DIRECTIVE> Please collect every line in the rows below that contains the word "mountain" and copy each of those lines in full. Treat case as significant.

#### TASK INPUTS ####

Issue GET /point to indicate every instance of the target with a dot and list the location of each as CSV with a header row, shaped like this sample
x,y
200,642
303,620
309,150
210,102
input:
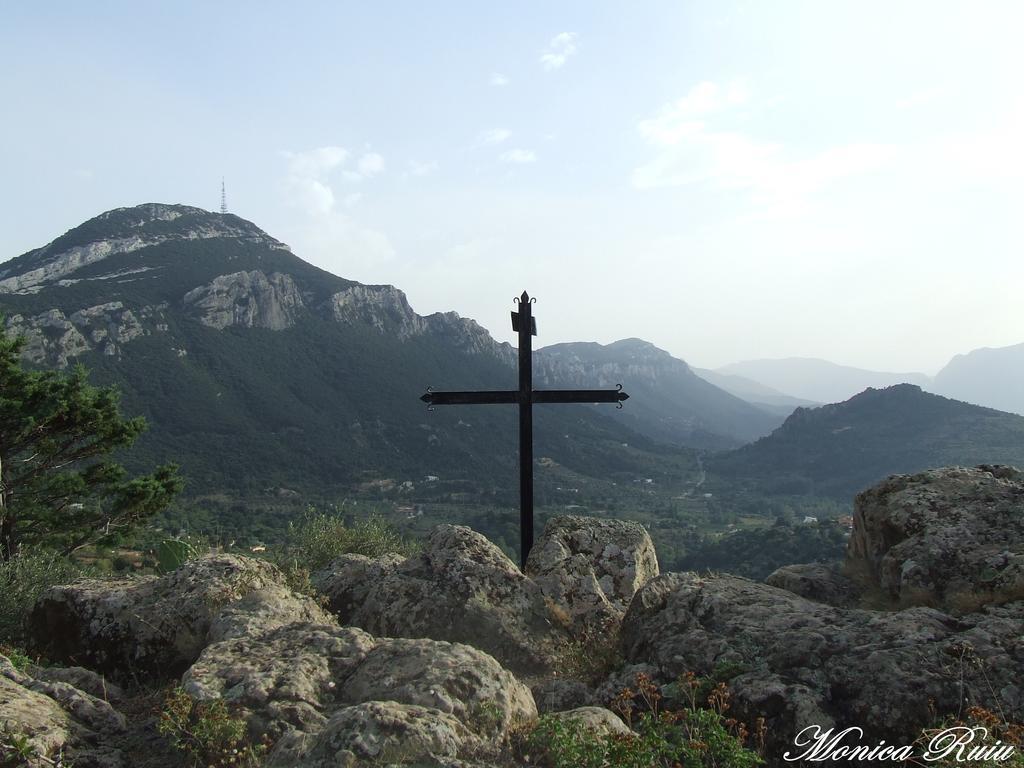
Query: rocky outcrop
x,y
597,720
377,733
246,299
950,538
53,339
823,583
384,308
591,567
124,230
58,720
802,663
160,626
461,588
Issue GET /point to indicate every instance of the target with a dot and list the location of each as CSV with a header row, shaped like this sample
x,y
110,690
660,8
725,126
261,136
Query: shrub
x,y
692,737
317,539
173,553
23,580
207,732
593,653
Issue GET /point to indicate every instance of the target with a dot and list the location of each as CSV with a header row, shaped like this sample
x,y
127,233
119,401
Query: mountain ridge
x,y
838,449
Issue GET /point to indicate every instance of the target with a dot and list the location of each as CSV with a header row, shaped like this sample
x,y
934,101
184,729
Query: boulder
x,y
949,538
159,626
58,720
456,679
591,567
802,663
461,588
823,583
379,733
599,721
286,678
558,694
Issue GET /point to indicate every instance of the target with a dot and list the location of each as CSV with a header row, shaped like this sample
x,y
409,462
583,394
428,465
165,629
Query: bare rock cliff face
x,y
386,309
949,538
53,339
246,299
50,264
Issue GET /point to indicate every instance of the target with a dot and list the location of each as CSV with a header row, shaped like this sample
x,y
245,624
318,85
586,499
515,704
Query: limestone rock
x,y
461,588
558,694
59,720
596,719
315,687
81,678
454,678
147,625
382,307
53,339
950,538
808,664
287,678
246,299
823,583
591,567
376,733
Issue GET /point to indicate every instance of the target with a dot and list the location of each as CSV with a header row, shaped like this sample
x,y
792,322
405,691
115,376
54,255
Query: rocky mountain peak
x,y
122,230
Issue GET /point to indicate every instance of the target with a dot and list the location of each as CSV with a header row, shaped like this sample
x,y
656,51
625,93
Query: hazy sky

####

TASK RESPONSE>
Query: mountain ridge
Query: rocky mountain peak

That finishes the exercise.